Reproduce only the records starting at the line containing "Pinpoint person seated" and ending at the line containing "[530,299,604,416]", with the requests included. Raise every bounding-box coordinate by 3.

(Detection records)
>> Begin
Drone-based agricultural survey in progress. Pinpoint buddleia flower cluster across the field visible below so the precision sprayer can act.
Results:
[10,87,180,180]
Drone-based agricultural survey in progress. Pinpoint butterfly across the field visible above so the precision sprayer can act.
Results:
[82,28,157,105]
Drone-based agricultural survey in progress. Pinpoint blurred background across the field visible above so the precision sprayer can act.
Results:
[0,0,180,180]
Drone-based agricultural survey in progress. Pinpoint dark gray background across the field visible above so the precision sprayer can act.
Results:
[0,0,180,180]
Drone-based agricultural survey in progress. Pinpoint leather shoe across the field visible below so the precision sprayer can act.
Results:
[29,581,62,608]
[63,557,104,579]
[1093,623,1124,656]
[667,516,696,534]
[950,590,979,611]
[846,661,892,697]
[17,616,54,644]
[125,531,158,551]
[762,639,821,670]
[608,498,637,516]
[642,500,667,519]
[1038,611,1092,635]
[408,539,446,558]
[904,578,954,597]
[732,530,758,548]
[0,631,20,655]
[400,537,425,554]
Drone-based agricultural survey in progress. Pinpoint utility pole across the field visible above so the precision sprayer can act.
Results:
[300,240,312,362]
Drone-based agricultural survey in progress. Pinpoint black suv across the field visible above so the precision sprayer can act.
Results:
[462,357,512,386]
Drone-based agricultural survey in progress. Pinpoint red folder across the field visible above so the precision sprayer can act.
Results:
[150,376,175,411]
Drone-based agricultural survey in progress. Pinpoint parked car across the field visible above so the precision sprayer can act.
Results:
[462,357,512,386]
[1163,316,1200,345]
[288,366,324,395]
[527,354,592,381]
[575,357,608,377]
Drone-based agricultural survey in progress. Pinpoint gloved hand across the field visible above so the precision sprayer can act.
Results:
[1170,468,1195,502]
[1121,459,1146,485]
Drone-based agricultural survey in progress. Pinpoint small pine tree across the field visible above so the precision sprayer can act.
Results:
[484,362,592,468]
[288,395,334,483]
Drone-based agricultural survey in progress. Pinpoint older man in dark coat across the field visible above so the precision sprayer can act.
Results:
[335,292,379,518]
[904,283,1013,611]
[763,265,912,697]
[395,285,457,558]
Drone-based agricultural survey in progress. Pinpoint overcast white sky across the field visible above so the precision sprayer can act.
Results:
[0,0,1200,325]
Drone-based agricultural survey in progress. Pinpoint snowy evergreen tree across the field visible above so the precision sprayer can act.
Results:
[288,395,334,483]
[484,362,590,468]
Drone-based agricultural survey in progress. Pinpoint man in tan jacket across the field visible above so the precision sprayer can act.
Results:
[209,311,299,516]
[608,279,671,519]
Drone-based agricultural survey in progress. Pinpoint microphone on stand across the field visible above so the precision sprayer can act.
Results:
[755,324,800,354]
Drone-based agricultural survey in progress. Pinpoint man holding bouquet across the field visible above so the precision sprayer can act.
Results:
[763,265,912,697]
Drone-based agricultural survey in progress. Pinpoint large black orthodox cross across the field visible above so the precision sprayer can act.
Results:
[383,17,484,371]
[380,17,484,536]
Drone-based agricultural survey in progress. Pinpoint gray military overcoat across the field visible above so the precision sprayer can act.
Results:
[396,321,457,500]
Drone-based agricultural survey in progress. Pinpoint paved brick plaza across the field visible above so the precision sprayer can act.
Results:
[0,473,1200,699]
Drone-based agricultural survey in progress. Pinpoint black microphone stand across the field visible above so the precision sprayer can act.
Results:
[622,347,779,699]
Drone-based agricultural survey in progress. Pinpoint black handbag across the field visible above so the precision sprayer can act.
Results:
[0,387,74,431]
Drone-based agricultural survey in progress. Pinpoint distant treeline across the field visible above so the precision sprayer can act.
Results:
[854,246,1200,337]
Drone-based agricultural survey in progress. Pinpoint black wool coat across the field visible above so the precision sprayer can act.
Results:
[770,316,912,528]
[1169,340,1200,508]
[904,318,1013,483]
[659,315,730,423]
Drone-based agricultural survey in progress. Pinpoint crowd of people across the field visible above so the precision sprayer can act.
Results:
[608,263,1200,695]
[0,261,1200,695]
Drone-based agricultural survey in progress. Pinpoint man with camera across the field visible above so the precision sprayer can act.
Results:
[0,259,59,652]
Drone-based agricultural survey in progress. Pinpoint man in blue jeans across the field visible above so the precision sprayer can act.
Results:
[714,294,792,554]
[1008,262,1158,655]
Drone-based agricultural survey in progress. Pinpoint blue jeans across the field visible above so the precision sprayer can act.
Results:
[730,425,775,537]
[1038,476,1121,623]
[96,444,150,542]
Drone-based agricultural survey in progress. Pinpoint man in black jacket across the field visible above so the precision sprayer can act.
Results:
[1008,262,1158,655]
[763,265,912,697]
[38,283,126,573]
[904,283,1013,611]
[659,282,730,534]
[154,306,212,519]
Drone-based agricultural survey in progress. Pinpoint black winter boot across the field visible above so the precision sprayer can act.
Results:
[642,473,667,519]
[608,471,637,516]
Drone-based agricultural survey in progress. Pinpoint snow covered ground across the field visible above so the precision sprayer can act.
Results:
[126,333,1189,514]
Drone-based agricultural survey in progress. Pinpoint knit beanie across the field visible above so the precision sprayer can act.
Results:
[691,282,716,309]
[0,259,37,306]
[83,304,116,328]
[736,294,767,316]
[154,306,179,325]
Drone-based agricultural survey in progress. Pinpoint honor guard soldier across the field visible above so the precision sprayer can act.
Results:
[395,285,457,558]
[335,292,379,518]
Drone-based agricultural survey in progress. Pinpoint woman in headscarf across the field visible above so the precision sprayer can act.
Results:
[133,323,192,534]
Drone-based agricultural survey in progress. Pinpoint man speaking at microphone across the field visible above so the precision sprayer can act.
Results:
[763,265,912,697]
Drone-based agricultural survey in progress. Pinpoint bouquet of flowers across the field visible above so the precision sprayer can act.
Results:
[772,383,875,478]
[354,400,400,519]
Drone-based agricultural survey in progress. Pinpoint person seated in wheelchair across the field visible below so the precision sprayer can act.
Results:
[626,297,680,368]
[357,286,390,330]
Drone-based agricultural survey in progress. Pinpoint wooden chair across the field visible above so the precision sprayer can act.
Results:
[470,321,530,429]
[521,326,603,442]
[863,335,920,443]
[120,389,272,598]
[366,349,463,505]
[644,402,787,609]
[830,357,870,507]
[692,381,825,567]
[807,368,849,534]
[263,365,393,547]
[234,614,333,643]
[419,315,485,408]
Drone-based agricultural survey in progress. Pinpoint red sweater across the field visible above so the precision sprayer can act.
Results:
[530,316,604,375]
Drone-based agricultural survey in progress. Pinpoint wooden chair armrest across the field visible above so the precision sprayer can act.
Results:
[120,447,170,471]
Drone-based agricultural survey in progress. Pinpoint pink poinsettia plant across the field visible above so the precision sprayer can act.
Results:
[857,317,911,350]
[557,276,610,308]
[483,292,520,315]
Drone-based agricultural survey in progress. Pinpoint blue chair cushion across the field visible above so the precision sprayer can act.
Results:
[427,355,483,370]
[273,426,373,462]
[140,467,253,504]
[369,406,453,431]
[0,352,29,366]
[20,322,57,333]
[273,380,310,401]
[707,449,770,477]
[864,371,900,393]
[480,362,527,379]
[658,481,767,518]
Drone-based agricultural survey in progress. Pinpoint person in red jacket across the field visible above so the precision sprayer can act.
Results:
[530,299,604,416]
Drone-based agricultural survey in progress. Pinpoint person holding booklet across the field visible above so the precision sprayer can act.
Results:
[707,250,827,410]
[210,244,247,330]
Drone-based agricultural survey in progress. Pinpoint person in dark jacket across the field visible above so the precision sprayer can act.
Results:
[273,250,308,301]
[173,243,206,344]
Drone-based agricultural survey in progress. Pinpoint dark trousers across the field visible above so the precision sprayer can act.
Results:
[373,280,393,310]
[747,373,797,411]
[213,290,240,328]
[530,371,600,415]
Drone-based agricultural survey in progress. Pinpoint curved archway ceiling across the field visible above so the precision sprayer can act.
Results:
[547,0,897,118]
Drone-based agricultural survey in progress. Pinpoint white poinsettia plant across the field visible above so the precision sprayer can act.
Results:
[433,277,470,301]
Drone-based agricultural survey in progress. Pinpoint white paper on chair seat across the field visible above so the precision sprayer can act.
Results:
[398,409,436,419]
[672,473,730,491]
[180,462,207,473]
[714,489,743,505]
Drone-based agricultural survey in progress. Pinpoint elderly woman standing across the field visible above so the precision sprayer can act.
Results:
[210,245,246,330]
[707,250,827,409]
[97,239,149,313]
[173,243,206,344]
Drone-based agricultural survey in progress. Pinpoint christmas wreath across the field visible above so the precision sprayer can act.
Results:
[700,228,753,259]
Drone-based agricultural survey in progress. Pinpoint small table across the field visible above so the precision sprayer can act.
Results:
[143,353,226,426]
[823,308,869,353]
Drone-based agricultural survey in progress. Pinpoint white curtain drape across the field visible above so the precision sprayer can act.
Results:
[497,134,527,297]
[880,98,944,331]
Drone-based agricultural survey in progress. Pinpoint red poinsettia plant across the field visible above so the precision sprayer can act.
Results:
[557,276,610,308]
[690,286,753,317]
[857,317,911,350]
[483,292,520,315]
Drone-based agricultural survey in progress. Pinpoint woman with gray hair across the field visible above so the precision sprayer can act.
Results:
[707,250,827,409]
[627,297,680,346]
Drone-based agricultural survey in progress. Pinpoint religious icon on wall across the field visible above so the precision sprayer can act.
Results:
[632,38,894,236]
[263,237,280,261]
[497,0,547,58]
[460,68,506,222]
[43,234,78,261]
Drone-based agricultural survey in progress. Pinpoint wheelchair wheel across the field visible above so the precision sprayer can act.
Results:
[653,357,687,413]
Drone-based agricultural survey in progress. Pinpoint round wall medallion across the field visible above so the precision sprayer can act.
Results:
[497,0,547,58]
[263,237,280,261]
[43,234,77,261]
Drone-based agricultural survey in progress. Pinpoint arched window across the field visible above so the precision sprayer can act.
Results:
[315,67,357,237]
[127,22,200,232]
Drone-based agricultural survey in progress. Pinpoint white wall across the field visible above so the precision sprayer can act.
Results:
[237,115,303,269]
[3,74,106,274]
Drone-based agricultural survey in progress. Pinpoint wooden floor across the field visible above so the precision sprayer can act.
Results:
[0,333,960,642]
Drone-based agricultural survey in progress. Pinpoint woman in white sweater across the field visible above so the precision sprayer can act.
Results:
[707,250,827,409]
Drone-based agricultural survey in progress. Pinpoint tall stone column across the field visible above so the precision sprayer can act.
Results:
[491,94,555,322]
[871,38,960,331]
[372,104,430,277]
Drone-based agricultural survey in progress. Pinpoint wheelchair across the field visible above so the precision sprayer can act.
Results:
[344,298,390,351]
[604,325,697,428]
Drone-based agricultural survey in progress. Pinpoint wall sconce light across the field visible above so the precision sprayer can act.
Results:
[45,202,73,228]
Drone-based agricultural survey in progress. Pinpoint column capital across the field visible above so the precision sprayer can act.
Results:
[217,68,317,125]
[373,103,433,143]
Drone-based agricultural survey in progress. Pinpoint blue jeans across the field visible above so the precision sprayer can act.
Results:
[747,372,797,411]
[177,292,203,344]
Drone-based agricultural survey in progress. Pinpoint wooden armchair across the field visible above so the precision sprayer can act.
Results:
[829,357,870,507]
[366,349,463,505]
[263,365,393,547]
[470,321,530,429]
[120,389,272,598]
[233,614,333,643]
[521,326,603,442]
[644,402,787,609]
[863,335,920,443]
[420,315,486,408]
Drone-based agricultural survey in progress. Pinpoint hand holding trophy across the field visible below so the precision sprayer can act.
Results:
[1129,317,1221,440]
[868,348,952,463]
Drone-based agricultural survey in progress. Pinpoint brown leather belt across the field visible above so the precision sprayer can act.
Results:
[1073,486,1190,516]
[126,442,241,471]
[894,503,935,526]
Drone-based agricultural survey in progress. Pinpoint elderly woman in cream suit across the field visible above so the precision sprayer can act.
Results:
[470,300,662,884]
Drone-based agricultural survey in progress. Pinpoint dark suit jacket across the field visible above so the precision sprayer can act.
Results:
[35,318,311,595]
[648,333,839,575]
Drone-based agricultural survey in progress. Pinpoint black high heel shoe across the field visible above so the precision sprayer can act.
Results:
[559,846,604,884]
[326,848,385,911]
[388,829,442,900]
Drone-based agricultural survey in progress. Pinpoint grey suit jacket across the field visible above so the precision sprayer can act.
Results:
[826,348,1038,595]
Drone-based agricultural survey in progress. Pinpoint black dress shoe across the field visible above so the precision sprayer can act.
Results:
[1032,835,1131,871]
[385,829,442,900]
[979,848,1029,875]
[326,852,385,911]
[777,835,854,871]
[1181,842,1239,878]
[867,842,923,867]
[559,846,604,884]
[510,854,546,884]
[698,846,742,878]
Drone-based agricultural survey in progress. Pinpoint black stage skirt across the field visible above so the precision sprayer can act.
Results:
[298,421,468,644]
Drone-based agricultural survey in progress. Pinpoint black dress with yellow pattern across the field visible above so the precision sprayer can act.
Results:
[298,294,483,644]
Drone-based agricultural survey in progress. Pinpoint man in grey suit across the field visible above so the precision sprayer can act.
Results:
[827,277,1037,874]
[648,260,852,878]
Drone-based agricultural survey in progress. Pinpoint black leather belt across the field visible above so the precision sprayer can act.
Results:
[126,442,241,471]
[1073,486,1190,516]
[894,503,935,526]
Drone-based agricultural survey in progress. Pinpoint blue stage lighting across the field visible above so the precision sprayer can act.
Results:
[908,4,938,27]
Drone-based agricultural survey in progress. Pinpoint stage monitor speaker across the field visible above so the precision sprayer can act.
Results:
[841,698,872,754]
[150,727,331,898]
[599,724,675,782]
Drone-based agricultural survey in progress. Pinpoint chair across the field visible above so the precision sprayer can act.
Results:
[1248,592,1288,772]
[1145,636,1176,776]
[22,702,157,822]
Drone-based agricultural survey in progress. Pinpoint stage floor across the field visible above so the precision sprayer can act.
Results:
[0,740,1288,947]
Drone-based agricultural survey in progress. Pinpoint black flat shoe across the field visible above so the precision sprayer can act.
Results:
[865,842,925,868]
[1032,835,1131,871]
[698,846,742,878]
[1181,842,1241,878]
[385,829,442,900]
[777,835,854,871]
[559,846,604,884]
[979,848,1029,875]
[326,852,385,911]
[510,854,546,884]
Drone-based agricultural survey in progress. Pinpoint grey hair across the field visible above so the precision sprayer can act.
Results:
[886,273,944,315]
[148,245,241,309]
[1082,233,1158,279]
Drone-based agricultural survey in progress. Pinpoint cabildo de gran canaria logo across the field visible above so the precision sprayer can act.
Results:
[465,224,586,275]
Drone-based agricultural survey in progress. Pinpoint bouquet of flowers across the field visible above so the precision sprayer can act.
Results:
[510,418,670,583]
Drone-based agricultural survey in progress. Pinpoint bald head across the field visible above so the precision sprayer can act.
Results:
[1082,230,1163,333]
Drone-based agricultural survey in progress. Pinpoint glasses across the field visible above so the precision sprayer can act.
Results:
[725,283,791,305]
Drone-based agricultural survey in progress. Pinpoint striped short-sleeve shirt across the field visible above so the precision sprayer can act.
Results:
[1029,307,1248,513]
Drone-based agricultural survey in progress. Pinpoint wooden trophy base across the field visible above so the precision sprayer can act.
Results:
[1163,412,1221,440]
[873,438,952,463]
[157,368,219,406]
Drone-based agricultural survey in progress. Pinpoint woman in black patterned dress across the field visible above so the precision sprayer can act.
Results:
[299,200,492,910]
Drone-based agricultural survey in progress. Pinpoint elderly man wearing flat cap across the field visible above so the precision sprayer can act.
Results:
>> End
The reply
Drone-based agricultural survey in progress. Pinpoint person seated in wheelchair across the field visible below so the precision sprayer can act.
Results:
[629,300,683,371]
[360,289,393,333]
Drone-based agricultural survey in progress. Pinpoint wooden chair across the field visible above so the precision sprayer can act.
Results:
[473,324,533,432]
[524,329,606,445]
[866,338,923,446]
[123,392,275,601]
[369,352,466,508]
[647,405,790,612]
[833,360,873,510]
[695,384,828,570]
[810,371,852,537]
[266,368,396,550]
[237,617,336,646]
[422,318,488,411]
Drone-based agricultural survey in progress. Pinpoint red sweater across the field visible above so the precision sprayer can act.
Results:
[533,319,607,378]
Drone-based agricultural survey in progress. Pinpoint wooden chair armrest across the field visible above so the precision sprayer can act.
Results:
[123,450,173,474]
Drone-based agricultural survey in progress. Pinpoint pink poinsettia plant across the field visible above so the precision sprayer can act.
Results:
[860,320,914,353]
[560,279,613,311]
[486,295,523,318]
Drone-based agricultural survey in progress. Pinpoint blue chair cushion across the field visible above so the precision sprayer can act.
Results:
[430,358,486,373]
[276,429,376,465]
[143,470,256,507]
[372,409,456,434]
[3,355,32,369]
[23,325,60,336]
[276,383,313,404]
[710,452,773,480]
[867,374,903,396]
[483,365,530,382]
[661,484,770,521]
Drone-based agricultural survey in progress. Pinpoint person in red jacket across the field visible above so the precision sprayer can act.
Results:
[533,302,607,419]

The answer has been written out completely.